### What to produce
The output should consist solely of the line containing "# point out the ruined" and the lines that follow it through the end of the data below.

### Stored records
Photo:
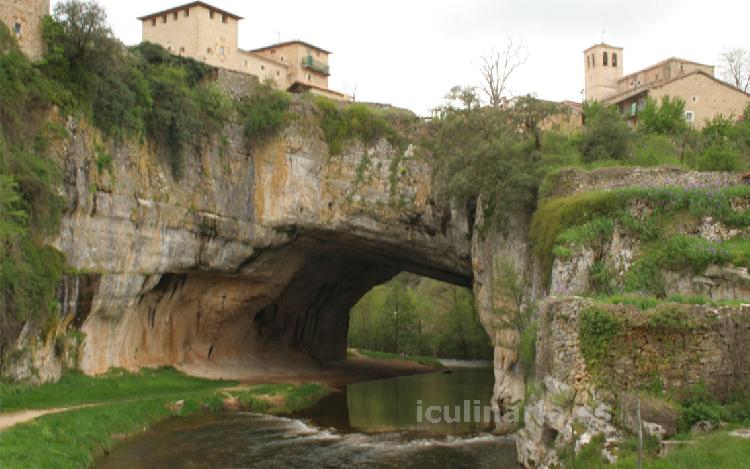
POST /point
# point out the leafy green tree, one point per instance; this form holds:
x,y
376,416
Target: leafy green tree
x,y
665,118
490,153
606,136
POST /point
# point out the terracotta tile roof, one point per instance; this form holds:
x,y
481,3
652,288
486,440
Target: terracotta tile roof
x,y
189,5
286,43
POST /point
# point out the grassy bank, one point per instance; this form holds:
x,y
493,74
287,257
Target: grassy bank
x,y
122,403
421,359
710,451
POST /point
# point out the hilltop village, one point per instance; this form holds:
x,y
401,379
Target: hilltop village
x,y
209,34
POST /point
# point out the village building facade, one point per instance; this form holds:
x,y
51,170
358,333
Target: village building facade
x,y
209,34
24,20
704,95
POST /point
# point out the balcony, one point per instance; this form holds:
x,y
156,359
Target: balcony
x,y
314,65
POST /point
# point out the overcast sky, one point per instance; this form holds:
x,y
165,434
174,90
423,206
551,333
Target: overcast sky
x,y
411,52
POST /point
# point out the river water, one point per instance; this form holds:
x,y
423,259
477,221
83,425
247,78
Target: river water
x,y
370,424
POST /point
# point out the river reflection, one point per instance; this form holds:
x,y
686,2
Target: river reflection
x,y
391,404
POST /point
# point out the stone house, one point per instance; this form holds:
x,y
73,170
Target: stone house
x,y
210,34
24,19
705,96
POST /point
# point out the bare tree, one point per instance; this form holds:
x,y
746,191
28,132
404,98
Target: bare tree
x,y
498,66
735,67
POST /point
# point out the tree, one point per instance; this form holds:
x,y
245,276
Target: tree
x,y
665,118
735,67
606,136
497,67
87,36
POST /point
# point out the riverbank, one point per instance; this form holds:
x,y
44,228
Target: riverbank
x,y
107,408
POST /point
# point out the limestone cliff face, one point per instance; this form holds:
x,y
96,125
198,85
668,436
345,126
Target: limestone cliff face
x,y
251,261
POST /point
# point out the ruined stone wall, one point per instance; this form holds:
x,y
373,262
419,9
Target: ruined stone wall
x,y
575,181
671,347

### Output of the task
# point out the ruined stone wall, one point per instance; this form holds:
x,y
373,262
419,9
Target: ruined stone wall
x,y
575,181
671,347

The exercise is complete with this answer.